─── SOURCE EXTRACT
This skill-by-skill diagnostic approach is more efficient than generic test preparation. If your Listening is already CLB 9 and your Reading is CLB 9 but your Writing is CLB 8, investing additional hours in Reading practice yields no CLB improvement whatsoever. Targeted preparation — identifying and addressing the weakest skill — is the most direct path to a higher CRS score.
Practical steps before you register
- Confirm you are booking IELTS General Training, not Academic — the booking screen will specify the test type.
- Take at least two full practice tests under timed conditions and map each skill score to a CLB level before your test date.
- If you are close to a CLB threshold in one skill (for example, Writing at 6.5 aiming for 7.0), use targeted practice on task structure, word count compliance, and coherence — the criteria most commonly penalised at that boundary.
- After you receive your result, enter the four band scores into IRCC's official language test equivalency chart to confirm your CLB levels before submitting your Express Entry profile.
──────
─── PROVIDED RECORDS
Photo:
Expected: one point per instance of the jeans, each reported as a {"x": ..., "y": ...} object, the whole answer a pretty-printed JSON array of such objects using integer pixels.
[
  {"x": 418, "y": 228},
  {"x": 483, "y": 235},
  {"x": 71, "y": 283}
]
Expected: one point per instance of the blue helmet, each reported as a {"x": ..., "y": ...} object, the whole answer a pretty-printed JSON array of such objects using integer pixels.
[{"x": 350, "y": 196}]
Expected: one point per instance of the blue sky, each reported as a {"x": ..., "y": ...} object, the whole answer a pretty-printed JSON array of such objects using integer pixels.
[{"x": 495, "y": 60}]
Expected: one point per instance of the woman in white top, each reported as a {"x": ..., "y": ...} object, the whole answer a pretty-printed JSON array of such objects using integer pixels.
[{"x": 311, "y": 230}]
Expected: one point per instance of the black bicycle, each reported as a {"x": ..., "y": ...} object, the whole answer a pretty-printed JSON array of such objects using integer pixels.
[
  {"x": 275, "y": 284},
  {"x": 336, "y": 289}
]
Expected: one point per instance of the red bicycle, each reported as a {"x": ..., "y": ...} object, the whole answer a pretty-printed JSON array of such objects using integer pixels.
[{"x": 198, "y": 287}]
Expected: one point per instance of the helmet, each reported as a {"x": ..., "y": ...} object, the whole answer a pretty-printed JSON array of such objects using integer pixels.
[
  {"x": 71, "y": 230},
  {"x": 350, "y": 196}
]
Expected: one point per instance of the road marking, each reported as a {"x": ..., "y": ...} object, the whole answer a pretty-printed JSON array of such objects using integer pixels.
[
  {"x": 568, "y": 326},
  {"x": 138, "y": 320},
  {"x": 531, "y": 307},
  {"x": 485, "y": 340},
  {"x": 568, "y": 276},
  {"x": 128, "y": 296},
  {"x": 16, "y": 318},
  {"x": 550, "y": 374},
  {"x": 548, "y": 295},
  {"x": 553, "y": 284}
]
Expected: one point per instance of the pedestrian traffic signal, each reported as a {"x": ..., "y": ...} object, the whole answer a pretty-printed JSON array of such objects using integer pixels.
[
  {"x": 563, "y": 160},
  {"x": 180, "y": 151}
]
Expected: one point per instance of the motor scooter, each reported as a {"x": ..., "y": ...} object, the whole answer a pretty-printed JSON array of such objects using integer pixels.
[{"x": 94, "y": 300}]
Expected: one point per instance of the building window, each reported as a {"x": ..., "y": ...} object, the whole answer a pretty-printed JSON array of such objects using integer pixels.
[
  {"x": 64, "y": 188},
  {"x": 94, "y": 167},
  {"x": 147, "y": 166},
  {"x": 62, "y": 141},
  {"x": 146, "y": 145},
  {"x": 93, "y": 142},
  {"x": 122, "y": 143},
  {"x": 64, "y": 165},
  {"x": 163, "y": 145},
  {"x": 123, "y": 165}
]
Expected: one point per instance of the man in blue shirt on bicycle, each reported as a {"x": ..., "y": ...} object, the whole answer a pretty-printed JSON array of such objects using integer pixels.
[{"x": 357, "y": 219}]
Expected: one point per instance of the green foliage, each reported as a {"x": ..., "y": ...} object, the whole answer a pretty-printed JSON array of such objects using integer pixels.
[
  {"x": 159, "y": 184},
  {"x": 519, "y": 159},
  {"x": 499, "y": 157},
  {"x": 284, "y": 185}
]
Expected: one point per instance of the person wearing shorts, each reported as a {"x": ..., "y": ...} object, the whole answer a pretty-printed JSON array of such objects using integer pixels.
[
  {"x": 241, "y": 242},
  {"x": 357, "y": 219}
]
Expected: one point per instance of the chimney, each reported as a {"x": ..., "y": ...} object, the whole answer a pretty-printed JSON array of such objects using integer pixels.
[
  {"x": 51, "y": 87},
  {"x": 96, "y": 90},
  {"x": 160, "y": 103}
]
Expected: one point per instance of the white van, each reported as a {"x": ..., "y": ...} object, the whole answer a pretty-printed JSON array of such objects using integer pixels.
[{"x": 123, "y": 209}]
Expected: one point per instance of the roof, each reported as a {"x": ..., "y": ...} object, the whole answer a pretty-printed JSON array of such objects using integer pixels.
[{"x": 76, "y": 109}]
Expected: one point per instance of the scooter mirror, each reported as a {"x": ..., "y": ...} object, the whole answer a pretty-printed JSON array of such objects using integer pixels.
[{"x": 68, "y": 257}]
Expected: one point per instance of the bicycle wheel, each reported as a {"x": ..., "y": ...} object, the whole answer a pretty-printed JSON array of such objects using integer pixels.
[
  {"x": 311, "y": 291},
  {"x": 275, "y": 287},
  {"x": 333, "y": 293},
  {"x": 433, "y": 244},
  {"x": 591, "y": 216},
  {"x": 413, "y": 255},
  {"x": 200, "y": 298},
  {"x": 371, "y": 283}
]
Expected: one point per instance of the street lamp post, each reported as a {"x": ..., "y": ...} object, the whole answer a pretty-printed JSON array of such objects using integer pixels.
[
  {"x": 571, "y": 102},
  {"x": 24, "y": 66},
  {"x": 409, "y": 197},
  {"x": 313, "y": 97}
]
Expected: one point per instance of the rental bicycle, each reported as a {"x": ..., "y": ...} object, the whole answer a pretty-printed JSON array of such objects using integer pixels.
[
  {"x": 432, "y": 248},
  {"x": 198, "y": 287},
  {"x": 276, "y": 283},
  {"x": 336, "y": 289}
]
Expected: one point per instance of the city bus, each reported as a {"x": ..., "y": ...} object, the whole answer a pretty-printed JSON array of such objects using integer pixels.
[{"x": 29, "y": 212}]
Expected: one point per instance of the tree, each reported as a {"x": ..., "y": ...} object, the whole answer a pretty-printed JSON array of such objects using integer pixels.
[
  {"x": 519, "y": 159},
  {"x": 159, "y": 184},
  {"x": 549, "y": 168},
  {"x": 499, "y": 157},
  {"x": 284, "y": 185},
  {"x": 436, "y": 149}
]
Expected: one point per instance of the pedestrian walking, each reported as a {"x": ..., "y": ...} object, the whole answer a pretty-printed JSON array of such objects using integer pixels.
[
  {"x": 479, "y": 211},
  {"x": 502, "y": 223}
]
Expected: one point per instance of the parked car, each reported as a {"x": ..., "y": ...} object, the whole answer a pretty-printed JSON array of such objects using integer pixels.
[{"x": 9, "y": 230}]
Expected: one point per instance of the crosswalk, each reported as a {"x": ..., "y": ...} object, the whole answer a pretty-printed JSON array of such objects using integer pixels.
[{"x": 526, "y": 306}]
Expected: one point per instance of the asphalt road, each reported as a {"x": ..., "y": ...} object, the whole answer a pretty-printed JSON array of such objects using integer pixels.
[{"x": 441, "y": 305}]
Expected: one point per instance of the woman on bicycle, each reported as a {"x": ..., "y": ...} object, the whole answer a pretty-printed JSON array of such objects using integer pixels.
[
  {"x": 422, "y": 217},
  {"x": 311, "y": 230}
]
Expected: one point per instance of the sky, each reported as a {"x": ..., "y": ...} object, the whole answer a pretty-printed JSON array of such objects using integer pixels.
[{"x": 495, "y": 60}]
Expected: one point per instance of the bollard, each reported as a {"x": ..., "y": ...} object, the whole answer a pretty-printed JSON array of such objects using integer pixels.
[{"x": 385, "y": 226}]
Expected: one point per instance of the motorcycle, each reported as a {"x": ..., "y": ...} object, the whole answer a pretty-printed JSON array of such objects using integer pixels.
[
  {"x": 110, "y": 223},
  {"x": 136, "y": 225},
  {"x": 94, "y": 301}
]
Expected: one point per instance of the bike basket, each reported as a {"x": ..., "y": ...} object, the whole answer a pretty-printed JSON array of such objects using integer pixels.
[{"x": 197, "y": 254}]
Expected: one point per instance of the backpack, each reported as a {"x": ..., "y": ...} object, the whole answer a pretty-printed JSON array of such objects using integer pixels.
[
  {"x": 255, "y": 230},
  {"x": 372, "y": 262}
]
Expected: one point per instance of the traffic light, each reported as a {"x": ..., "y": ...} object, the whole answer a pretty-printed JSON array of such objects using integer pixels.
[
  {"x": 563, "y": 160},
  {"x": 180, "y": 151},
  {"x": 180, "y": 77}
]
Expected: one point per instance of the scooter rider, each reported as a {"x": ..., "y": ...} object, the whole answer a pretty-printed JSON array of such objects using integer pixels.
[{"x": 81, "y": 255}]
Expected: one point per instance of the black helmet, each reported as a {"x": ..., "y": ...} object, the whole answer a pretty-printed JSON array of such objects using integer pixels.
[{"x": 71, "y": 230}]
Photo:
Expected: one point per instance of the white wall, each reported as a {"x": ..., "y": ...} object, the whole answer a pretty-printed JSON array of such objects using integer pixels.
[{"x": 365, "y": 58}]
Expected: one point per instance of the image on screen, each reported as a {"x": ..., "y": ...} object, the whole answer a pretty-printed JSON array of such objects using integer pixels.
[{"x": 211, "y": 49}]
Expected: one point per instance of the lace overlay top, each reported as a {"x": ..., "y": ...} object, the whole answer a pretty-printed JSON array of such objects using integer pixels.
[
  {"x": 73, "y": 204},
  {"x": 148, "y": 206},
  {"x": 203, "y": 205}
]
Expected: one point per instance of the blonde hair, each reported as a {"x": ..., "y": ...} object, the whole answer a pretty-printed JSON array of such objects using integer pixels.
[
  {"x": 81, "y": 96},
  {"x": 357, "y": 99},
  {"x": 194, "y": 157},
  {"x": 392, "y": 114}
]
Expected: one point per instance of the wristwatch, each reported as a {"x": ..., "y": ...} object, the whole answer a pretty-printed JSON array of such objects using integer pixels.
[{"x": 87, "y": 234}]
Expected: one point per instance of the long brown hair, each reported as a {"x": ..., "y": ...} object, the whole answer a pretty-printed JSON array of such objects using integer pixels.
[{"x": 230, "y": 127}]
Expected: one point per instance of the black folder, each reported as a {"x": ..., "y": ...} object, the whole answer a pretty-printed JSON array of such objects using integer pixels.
──────
__TASK ITEM A__: For each of the statements (i), (ii) and (iii), state yes or no according to whether it agrees with the IELTS preparation text, and quote the words of the text that decide it. (i) When Listening and Reading are at CLB 9 and Writing is at CLB 8, more Reading practice brings no CLB gain. (ii) The text recommends taking at least three full practice tests before the test date. (iii) The four band scores should be entered into IRCC's equivalency chart before the result is received.
__TASK ITEM B__: Reproduce, word for word, the part of the IELTS preparation text that opens with the words containing "This skill-by-skill diagnostic" and closes with "the test type.".

__FINAL ANSWER A__:
(i) Yes: "investing additional hours in Reading practice yields no CLB improvement whatsoever."
(ii) No: "Take at least two full practice tests under timed conditions"
(iii) No: "After you receive your result, enter the four band scores into IRCC's official language test equivalency chart"

__FINAL ANSWER B__:
This skill-by-skill diagnostic approach is more efficient than generic test preparation. If your Listening is already CLB 9 and your Reading is CLB 9 but your Writing is CLB 8, investing additional hours in Reading practice yields no CLB improvement whatsoever. Targeted preparation — identifying and addressing the weakest skill — is the most direct path to a higher CRS score.
Practical steps before you register
- Confirm you are booking IELTS General Training, not Academic — the booking screen will specify the test type.